(Data provided)

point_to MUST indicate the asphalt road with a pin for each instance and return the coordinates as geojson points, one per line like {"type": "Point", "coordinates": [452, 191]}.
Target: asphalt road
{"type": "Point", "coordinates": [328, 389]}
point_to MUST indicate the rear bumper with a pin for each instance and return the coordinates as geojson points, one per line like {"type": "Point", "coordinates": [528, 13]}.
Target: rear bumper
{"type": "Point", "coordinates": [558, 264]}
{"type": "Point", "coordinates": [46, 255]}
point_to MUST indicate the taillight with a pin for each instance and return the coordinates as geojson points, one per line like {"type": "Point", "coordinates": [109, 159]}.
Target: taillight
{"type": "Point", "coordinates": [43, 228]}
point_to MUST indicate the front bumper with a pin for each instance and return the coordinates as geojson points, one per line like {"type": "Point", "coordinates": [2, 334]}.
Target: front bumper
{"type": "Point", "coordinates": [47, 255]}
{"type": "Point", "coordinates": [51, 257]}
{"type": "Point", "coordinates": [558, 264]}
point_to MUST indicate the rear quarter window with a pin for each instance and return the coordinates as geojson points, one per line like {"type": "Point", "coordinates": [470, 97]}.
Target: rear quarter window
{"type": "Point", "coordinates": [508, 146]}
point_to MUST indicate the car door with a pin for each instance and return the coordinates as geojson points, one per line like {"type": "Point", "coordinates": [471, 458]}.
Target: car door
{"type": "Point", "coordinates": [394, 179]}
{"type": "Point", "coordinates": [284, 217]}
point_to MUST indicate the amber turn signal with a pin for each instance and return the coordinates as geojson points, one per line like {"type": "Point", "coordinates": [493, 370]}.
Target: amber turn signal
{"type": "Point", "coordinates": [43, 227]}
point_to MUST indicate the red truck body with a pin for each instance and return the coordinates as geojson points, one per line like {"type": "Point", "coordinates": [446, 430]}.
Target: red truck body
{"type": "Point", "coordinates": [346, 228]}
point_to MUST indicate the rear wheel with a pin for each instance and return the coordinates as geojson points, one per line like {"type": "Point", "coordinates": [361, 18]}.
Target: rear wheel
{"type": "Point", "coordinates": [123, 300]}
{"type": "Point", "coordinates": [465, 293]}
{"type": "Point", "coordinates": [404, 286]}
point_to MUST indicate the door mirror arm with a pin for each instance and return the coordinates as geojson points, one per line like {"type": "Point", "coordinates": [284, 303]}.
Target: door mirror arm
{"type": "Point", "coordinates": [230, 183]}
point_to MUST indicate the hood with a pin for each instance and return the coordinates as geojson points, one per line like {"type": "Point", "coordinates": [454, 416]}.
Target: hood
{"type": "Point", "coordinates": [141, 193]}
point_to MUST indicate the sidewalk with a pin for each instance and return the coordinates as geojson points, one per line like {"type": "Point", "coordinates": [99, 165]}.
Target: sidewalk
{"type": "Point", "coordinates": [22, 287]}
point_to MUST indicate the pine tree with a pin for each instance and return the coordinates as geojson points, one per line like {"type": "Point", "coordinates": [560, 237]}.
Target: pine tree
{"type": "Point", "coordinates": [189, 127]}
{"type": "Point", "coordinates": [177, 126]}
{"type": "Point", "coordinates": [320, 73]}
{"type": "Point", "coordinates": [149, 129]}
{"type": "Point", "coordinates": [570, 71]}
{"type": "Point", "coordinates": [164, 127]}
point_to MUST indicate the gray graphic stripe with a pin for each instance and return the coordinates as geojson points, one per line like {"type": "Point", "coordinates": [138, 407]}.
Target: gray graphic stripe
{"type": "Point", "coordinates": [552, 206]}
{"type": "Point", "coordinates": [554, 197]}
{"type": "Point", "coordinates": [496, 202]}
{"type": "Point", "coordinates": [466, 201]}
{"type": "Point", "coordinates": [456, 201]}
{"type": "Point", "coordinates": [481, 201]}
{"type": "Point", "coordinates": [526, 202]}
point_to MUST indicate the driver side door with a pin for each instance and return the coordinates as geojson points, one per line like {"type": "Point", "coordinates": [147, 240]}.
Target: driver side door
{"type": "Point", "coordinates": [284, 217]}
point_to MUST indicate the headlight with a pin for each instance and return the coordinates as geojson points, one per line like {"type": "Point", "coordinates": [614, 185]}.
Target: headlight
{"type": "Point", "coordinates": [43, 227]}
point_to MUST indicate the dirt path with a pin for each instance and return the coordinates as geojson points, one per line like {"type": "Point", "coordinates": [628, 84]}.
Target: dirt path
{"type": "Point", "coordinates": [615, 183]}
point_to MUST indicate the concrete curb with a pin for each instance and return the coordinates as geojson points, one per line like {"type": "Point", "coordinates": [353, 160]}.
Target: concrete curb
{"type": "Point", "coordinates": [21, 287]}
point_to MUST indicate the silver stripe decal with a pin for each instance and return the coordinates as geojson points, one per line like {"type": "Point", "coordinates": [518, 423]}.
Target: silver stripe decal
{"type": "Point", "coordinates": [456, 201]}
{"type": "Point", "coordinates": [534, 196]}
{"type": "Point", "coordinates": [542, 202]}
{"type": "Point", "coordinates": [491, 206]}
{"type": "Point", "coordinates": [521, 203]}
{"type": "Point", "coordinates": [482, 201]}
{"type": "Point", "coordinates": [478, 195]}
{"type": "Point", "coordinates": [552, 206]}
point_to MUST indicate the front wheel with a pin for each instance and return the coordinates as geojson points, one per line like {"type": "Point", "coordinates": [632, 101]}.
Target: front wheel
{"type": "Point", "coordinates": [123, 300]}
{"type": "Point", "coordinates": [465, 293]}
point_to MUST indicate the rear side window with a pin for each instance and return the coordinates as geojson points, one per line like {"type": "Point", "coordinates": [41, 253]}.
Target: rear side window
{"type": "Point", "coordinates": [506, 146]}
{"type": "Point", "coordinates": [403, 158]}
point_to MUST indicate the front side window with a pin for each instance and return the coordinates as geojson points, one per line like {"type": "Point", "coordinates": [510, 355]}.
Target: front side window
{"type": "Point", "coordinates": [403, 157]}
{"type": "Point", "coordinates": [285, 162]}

(End Data provided)

• **Activity**: Would you please copy every line of the data exactly?

• **Answer below**:
point_to MUST indicate the asphalt road with a pin for each instance and return the coordinates as geojson points, one per line like {"type": "Point", "coordinates": [452, 191]}.
Target: asphalt road
{"type": "Point", "coordinates": [328, 389]}
point_to MUST indicate the rear bumper with a pin for each instance and return the coordinates as geojson points, one per line like {"type": "Point", "coordinates": [528, 13]}.
Target: rear bumper
{"type": "Point", "coordinates": [558, 264]}
{"type": "Point", "coordinates": [46, 255]}
point_to MUST indicate the taillight with a pin for each instance and return the coordinates as geojson points, one per line like {"type": "Point", "coordinates": [109, 159]}.
Target: taillight
{"type": "Point", "coordinates": [43, 228]}
point_to MUST indicate the front bumper with a pin for each instance and return the coordinates as geojson points, one per line like {"type": "Point", "coordinates": [2, 334]}.
Target: front bumper
{"type": "Point", "coordinates": [47, 255]}
{"type": "Point", "coordinates": [51, 257]}
{"type": "Point", "coordinates": [558, 264]}
point_to MUST indicate the rear quarter window with a pin for each instance and return the coordinates as geojson points, one per line like {"type": "Point", "coordinates": [470, 97]}.
Target: rear quarter window
{"type": "Point", "coordinates": [508, 146]}
point_to MUST indicate the car door with a pin for each instance and return the coordinates as geojson points, one per line like {"type": "Point", "coordinates": [471, 458]}.
Target: car door
{"type": "Point", "coordinates": [394, 179]}
{"type": "Point", "coordinates": [284, 217]}
point_to MUST indicate the amber turn signal with a pin for each instance and return the coordinates as geojson points, one per line like {"type": "Point", "coordinates": [493, 370]}.
Target: amber turn signal
{"type": "Point", "coordinates": [43, 227]}
point_to MUST indicate the red truck body with a pin for each instance and return the coordinates as geojson points, one per line like {"type": "Point", "coordinates": [446, 430]}.
Target: red truck body
{"type": "Point", "coordinates": [346, 228]}
point_to MUST indicate the rear wheel with a pin for each instance and return the coordinates as geojson points, one per line like {"type": "Point", "coordinates": [361, 18]}.
Target: rear wheel
{"type": "Point", "coordinates": [123, 300]}
{"type": "Point", "coordinates": [465, 293]}
{"type": "Point", "coordinates": [404, 286]}
point_to MUST indicate the door mirror arm with a pin for each instance and return the coordinates as geojson points, one per line like {"type": "Point", "coordinates": [284, 303]}.
Target: door mirror arm
{"type": "Point", "coordinates": [230, 183]}
point_to MUST indicate the hood with a pin for each instance and return the coordinates as geojson points, one per line like {"type": "Point", "coordinates": [454, 416]}.
Target: hood
{"type": "Point", "coordinates": [141, 193]}
point_to MUST indicate the sidewalk with a pin for each instance and return the coordinates as geojson points, one per line like {"type": "Point", "coordinates": [99, 165]}.
Target: sidewalk
{"type": "Point", "coordinates": [22, 287]}
point_to MUST indicate the pine tree with a pin for each instance and return the coordinates as geojson points, one per line like {"type": "Point", "coordinates": [560, 237]}.
Target: pine tree
{"type": "Point", "coordinates": [189, 127]}
{"type": "Point", "coordinates": [177, 126]}
{"type": "Point", "coordinates": [320, 73]}
{"type": "Point", "coordinates": [149, 129]}
{"type": "Point", "coordinates": [570, 71]}
{"type": "Point", "coordinates": [164, 127]}
point_to MUST indicate the gray graphic stripe with a pin for each instance and return the coordinates as geojson points, one per line like {"type": "Point", "coordinates": [138, 407]}.
Target: gray graphic stripe
{"type": "Point", "coordinates": [552, 206]}
{"type": "Point", "coordinates": [554, 197]}
{"type": "Point", "coordinates": [496, 202]}
{"type": "Point", "coordinates": [466, 201]}
{"type": "Point", "coordinates": [456, 201]}
{"type": "Point", "coordinates": [481, 201]}
{"type": "Point", "coordinates": [526, 202]}
point_to MUST indicate the driver side door with a pin for each instance and return the coordinates as geojson points, one per line like {"type": "Point", "coordinates": [147, 240]}.
Target: driver side door
{"type": "Point", "coordinates": [284, 217]}
point_to MUST indicate the headlight with a pin for each instance and return the coordinates as geojson points, one per line like {"type": "Point", "coordinates": [614, 185]}.
Target: headlight
{"type": "Point", "coordinates": [43, 227]}
point_to MUST indicate the dirt path with a pin for each instance and return the coordinates as geojson points, one per line like {"type": "Point", "coordinates": [628, 84]}.
Target: dirt path
{"type": "Point", "coordinates": [615, 183]}
point_to MUST indicate the concrete curb with a pin for each instance and return the coordinates as geojson points, one per line like {"type": "Point", "coordinates": [353, 160]}.
Target: concrete curb
{"type": "Point", "coordinates": [21, 287]}
point_to MUST indicate the silver stripe decal with a pin for each instance and return the coordinates as geojson points, one per line like {"type": "Point", "coordinates": [518, 423]}.
Target: silver stripe decal
{"type": "Point", "coordinates": [456, 201]}
{"type": "Point", "coordinates": [534, 196]}
{"type": "Point", "coordinates": [542, 202]}
{"type": "Point", "coordinates": [491, 206]}
{"type": "Point", "coordinates": [521, 203]}
{"type": "Point", "coordinates": [482, 201]}
{"type": "Point", "coordinates": [478, 195]}
{"type": "Point", "coordinates": [552, 206]}
point_to MUST indicate the front wheel with a pin for each instance and return the coordinates as geojson points, one per line like {"type": "Point", "coordinates": [632, 101]}.
Target: front wheel
{"type": "Point", "coordinates": [123, 300]}
{"type": "Point", "coordinates": [465, 293]}
point_to MUST indicate the rear side window with a pin for each instance and return the coordinates as geojson points, one per line like {"type": "Point", "coordinates": [41, 253]}.
Target: rear side window
{"type": "Point", "coordinates": [506, 146]}
{"type": "Point", "coordinates": [403, 158]}
point_to MUST indicate the front side window with a pin for each instance and return the coordinates as geojson points, one per line like {"type": "Point", "coordinates": [510, 355]}.
Target: front side window
{"type": "Point", "coordinates": [403, 157]}
{"type": "Point", "coordinates": [285, 162]}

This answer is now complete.